Your assignment: In the text on riding lessons learned from horses, how does the dictionary define frustration?

Text:
#####

In nineteen and a half years of education, I have been blessed to learn from many accomplished educators. I have read more textbooks than I can count, but the best lessons have been discovered in the barn from a teacher with four legs and a flowing tail. I offer you the opportunity to get a cheat-code on your riding and learn from my mistakes.
1. Be patient
The dictionary defines frustration as the prevention of progress, success, or fulfillment. Have you ever been so frustrated that you dismounted and gave up? I have. I have let my frustration get the best of me. I have contemplated quitting horses all together to take up a sport where my “equipment” doesn’t argue with me. Once I realized my “equipment” was my teammate, I learned to create a bond through time, patience, and practice.
Please don’t get me wrong. I have also argued with teammates, but a teammate, unlike equipment, has individual thoughts, goals, and challenges. When teammates argue, they are expressing this individuality. Realizing my horse is my teammate helped me recognize that in order for us to work together, I needed to take time to communicate with my partner in order to understand the challenges my other half was facing. This new level of understanding unlocked a stronger, deeper bond between myself and my horse.

#####

Entries supplied:
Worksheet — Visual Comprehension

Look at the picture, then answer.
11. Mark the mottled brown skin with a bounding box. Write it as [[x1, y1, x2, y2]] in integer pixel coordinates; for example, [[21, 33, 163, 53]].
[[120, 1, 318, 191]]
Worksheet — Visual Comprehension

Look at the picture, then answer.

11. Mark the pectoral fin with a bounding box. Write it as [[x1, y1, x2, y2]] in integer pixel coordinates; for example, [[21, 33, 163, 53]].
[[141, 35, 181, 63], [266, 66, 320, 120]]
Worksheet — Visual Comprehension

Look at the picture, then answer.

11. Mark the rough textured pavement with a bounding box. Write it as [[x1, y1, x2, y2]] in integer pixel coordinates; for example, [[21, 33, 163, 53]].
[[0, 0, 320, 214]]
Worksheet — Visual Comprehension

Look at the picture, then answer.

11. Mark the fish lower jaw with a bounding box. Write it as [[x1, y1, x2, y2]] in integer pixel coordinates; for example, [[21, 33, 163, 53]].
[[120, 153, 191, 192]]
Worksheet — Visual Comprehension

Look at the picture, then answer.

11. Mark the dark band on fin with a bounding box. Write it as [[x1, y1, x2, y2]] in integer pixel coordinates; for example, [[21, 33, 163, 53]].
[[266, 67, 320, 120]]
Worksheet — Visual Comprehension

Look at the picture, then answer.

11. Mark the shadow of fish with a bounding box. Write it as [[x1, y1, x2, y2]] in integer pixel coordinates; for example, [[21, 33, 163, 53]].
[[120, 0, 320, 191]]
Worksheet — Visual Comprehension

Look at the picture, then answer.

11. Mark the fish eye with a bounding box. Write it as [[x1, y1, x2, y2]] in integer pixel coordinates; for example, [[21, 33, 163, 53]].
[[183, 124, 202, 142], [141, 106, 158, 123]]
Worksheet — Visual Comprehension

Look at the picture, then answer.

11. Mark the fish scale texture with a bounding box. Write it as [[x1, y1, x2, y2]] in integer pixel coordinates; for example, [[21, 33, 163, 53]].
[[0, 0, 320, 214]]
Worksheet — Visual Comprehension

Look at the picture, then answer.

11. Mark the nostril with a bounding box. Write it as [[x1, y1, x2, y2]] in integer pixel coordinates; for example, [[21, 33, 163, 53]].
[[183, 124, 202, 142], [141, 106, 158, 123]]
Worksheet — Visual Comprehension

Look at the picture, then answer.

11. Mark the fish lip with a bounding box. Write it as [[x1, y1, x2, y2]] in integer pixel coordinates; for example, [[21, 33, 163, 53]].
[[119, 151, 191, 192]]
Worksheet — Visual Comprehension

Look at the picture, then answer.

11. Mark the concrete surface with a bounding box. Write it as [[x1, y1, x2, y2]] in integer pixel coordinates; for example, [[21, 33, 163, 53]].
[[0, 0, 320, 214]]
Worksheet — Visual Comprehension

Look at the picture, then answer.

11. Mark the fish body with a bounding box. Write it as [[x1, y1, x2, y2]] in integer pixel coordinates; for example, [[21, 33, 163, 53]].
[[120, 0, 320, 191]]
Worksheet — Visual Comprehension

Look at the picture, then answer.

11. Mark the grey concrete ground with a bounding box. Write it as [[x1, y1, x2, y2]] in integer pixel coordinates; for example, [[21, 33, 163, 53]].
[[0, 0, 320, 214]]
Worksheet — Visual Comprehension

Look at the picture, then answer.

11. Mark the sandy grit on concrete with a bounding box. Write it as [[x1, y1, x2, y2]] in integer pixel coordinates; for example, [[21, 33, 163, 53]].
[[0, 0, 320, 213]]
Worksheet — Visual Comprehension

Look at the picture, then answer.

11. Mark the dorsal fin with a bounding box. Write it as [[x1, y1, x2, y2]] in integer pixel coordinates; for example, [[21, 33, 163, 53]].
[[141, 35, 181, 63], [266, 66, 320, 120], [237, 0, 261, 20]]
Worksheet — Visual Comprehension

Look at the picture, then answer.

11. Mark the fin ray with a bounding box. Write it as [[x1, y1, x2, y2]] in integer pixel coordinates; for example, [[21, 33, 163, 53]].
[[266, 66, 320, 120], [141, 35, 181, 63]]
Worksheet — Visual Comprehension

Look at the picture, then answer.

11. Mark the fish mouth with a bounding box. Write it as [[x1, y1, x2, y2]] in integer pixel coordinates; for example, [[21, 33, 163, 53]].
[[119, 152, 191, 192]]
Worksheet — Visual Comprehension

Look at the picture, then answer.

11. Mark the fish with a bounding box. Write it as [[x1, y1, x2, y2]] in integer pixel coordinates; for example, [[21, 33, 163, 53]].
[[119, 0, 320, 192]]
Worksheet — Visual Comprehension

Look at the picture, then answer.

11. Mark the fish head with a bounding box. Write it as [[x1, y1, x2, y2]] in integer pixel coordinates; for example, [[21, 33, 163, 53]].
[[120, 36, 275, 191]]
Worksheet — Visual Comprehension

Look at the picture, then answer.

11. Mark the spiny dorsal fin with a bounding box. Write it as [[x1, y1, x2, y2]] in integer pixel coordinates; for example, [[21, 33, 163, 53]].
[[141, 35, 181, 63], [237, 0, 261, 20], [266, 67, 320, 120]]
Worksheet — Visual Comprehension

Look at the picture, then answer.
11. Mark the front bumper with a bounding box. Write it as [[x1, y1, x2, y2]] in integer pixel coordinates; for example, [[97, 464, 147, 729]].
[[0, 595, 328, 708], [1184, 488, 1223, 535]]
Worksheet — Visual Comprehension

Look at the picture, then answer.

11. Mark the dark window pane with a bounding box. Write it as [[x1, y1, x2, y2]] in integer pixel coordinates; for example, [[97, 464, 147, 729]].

#####

Response to this task: As the prevention of progress, success, or fulfillment.